>> Start
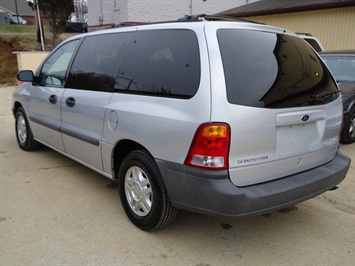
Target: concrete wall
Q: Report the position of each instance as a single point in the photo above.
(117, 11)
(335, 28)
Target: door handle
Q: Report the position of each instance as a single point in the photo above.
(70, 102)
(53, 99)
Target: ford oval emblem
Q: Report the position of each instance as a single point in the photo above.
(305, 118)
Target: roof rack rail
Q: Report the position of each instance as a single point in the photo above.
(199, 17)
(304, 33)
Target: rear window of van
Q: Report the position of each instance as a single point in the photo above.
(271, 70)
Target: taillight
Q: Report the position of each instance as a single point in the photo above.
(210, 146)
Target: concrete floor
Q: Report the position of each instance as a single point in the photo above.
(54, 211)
>> End
>> Start
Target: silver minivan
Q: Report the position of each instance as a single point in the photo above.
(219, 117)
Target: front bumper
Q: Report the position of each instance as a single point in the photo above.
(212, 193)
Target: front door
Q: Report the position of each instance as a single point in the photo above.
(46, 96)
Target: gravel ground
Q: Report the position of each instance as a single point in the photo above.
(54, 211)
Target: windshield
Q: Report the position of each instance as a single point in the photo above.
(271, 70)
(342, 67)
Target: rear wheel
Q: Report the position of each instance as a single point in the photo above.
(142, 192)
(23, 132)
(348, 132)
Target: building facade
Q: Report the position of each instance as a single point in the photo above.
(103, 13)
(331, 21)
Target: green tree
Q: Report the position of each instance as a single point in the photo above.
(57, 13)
>> End
* **Work to complete**
Locate every line in the material above that contains the word "door", and copy each of those lines.

* **Result for this exercise**
Target: door handle
Target: front door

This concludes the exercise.